What you need to do: Pick out every line in the records that contains the word "window" and copy each of those lines.

Stored data:
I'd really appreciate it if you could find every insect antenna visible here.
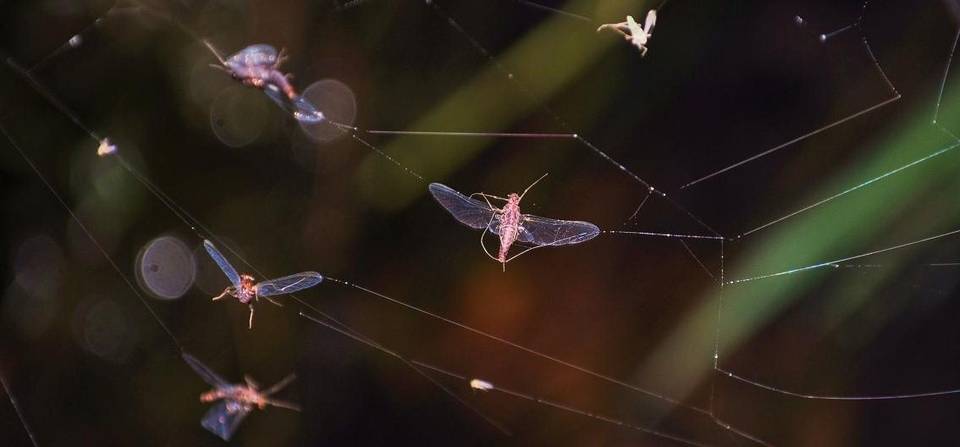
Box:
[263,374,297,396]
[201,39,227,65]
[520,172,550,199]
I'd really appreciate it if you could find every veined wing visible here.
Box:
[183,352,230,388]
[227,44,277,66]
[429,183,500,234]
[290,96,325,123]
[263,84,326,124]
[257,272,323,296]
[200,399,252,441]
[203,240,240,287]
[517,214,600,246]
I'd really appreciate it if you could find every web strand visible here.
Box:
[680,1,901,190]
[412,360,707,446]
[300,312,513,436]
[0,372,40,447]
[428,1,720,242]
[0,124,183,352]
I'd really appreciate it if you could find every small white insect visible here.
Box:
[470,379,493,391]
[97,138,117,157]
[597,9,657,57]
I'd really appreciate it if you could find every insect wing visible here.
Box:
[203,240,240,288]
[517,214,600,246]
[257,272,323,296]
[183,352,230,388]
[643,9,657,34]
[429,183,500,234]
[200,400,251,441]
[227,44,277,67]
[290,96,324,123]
* * *
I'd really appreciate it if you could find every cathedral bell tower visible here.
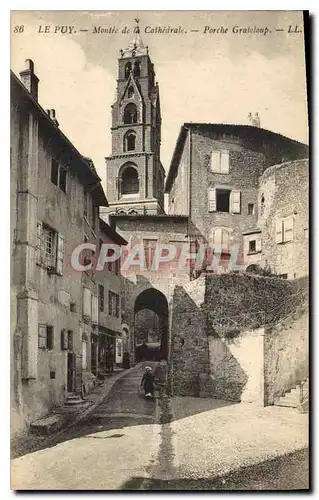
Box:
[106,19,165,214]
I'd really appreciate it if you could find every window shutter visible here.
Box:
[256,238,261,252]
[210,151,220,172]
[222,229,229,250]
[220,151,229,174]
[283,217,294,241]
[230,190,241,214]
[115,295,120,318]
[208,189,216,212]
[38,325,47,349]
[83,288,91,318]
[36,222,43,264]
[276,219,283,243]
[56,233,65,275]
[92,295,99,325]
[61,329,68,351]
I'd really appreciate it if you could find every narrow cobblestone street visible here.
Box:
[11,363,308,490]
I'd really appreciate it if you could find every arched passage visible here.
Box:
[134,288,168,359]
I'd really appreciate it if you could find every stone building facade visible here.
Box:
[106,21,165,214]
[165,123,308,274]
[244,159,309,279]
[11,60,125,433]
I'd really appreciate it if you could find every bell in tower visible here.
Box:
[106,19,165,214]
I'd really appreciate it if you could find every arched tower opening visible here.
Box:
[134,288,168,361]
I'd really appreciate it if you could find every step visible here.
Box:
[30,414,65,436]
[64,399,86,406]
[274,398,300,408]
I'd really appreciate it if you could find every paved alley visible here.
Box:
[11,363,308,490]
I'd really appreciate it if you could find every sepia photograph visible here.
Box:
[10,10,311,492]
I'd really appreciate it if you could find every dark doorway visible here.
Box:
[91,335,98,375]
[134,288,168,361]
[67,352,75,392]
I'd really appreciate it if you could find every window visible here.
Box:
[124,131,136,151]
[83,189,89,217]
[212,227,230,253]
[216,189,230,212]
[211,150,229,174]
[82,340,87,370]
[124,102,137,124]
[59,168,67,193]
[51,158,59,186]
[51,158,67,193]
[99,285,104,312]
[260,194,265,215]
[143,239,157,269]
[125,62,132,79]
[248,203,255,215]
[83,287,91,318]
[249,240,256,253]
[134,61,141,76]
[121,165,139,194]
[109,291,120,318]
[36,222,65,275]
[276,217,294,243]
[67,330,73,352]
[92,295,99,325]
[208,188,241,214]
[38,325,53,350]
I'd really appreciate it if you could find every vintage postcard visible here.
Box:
* * *
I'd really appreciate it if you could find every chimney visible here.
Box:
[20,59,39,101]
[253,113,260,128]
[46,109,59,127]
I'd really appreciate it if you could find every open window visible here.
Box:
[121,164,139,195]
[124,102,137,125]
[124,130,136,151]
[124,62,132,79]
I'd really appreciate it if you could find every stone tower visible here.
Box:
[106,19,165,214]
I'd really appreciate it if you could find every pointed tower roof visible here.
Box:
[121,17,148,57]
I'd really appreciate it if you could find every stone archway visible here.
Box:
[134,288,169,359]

Solution below:
I'd really appreciate it if you could find every window shutter visible here.
I'd really appreciate it if you could find every window visible here.
I'd really appreciate it if you could find every open window visible here.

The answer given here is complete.